**WHAT TO DO:** Please pick out every line in the records below that contains the string "blue", and copy each of those lines in full.

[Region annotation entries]
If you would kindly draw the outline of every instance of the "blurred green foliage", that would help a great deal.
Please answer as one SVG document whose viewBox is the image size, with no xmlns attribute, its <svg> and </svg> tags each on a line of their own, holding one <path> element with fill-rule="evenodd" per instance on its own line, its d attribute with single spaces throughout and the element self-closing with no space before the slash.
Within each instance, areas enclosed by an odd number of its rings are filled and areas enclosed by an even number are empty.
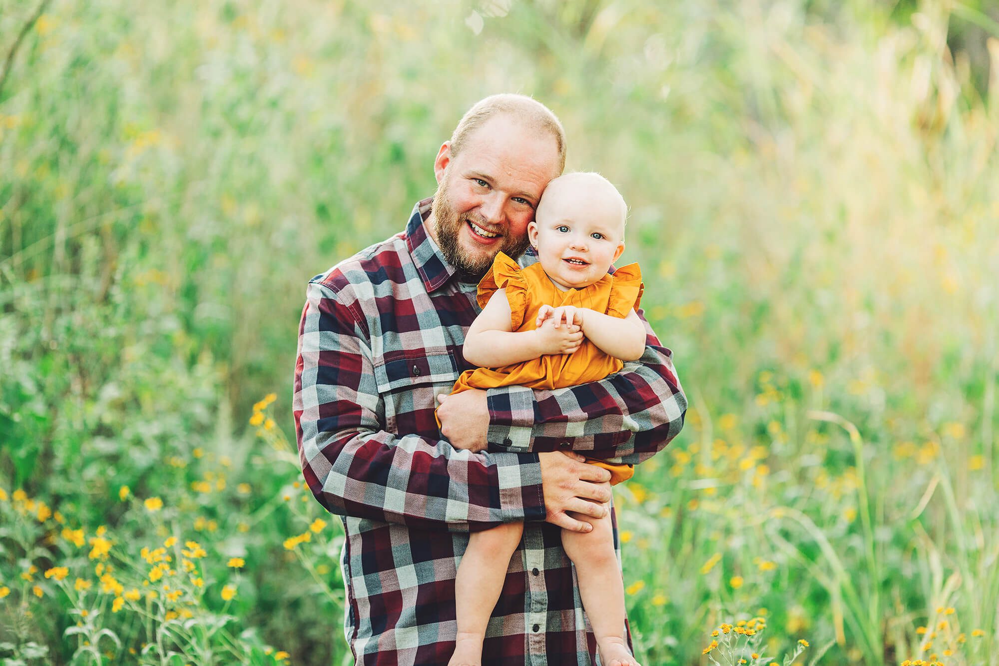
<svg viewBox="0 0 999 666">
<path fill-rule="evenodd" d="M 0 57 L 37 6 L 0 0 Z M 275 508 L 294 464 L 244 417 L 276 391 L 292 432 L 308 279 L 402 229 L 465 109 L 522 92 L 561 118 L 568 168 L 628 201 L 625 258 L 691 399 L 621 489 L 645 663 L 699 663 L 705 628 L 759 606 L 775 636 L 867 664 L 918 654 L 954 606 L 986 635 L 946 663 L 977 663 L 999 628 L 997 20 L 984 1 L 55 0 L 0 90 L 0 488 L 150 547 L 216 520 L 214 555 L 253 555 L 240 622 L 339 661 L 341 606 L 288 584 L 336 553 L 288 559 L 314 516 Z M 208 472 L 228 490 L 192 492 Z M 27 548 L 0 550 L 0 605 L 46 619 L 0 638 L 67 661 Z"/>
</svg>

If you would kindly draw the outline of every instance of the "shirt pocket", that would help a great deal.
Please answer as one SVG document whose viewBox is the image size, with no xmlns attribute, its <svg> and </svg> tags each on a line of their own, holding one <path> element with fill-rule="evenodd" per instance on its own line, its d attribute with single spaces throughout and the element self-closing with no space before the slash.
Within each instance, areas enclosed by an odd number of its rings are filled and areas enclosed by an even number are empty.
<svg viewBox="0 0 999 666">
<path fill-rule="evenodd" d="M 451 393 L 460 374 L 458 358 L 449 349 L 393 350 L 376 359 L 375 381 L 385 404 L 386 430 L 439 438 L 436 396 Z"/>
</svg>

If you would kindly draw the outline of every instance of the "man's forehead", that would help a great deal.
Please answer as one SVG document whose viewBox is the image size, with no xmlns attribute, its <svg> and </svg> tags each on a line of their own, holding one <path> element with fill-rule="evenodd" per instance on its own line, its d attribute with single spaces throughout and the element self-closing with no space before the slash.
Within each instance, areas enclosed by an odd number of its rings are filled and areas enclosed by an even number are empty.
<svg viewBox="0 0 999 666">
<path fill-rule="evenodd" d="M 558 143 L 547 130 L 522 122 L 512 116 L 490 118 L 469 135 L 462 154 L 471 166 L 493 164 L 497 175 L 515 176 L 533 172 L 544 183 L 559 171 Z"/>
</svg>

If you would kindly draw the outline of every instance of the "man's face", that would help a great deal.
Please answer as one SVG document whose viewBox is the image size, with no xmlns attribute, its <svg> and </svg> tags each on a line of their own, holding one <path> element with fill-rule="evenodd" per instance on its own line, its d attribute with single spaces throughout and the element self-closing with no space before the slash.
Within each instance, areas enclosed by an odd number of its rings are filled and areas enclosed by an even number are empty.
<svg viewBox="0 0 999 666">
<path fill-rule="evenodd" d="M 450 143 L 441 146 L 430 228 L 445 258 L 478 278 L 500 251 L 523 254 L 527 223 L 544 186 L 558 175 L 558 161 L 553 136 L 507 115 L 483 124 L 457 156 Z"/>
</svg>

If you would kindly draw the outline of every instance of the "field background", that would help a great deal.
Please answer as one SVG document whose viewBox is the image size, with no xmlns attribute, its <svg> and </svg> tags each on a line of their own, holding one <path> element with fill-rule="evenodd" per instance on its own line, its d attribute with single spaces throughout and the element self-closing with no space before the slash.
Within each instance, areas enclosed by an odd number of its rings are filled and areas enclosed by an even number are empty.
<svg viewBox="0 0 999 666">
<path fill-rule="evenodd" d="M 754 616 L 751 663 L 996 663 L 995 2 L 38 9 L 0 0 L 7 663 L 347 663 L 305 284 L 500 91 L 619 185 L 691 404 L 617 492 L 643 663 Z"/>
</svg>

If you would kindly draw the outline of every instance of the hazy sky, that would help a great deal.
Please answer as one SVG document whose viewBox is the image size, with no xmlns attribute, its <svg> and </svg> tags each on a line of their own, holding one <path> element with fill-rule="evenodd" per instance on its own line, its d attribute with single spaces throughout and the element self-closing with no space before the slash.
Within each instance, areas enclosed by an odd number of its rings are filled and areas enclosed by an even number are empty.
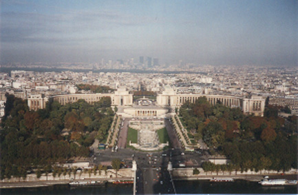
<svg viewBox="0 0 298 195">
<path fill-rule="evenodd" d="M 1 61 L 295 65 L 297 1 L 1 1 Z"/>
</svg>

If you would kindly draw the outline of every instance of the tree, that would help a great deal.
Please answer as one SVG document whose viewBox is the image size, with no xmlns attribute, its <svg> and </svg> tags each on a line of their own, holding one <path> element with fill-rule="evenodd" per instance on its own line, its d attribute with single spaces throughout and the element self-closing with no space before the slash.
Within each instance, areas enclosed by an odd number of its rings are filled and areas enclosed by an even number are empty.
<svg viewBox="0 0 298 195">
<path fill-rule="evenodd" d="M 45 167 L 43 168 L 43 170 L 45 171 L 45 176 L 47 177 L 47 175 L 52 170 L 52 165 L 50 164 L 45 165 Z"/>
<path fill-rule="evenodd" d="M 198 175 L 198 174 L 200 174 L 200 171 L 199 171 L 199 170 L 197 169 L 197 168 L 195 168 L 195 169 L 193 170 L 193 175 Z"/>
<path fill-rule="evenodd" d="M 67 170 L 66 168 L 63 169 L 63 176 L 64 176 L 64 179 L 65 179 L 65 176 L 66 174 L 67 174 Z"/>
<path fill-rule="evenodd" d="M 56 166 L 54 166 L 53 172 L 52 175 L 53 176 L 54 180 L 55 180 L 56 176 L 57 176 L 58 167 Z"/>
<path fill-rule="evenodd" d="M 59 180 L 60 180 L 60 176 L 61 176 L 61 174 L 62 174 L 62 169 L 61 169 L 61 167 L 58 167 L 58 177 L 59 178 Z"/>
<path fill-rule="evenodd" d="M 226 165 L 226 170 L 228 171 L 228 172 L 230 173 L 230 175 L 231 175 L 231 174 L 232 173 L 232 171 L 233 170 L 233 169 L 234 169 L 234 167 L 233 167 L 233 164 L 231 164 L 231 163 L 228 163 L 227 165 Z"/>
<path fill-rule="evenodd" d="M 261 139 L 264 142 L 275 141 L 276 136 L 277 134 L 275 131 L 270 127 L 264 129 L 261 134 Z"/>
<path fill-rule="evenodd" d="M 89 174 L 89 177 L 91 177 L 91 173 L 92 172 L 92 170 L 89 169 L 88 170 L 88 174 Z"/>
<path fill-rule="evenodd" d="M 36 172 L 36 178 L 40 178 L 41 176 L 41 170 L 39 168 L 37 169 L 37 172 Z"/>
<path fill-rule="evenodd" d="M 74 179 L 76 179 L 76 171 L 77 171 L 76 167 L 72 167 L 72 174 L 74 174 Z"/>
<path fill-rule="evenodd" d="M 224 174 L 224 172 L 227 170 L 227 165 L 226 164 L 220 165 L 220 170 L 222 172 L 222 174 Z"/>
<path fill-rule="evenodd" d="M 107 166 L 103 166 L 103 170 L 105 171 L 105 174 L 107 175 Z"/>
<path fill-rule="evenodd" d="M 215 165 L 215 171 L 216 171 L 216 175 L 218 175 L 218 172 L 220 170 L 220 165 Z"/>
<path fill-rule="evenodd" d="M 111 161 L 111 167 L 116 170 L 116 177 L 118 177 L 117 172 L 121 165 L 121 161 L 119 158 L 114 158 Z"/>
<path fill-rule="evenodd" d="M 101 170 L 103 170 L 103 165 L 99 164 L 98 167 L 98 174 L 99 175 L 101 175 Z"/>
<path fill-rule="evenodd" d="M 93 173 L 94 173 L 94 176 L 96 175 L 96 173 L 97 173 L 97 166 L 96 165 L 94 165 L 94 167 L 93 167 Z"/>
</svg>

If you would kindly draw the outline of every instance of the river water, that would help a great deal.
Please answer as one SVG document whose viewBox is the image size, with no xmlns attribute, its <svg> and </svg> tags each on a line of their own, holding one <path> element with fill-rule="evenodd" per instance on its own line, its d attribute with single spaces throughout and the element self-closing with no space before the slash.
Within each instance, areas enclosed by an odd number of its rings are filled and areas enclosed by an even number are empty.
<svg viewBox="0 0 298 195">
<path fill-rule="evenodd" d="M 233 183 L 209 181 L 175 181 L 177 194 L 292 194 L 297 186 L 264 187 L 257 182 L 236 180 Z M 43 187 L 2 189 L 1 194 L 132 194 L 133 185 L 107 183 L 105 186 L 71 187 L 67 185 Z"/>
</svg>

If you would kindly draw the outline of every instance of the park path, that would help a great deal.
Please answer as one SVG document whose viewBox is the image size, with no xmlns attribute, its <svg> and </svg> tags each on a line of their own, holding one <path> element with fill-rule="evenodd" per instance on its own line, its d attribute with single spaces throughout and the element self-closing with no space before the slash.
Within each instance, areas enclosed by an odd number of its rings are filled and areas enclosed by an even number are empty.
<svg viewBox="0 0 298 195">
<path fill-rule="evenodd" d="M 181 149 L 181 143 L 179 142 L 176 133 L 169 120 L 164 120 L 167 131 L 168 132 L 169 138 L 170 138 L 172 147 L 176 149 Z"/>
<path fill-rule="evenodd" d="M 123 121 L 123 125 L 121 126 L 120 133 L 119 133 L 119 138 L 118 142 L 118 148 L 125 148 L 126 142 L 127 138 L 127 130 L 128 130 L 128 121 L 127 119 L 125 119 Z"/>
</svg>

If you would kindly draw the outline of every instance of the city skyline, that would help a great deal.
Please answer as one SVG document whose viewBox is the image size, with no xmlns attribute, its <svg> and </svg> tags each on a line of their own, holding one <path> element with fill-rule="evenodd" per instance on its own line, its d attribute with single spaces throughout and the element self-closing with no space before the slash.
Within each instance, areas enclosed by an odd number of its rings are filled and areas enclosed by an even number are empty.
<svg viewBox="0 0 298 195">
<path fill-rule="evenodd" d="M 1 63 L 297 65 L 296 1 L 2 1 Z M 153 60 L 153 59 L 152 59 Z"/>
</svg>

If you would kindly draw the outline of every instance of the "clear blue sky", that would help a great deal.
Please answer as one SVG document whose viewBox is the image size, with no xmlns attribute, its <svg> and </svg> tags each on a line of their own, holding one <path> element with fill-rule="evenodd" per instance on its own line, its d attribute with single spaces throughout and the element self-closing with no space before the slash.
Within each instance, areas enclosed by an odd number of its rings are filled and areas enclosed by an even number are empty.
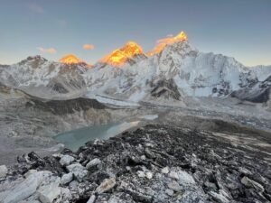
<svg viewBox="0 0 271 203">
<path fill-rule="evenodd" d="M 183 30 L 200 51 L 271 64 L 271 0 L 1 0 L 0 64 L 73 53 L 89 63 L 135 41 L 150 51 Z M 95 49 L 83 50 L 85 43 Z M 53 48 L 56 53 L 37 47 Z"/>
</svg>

**EXERCISE RESULT:**
If you would kindly draw the outline of every instance of the "clear blue sky", that would help a great deal.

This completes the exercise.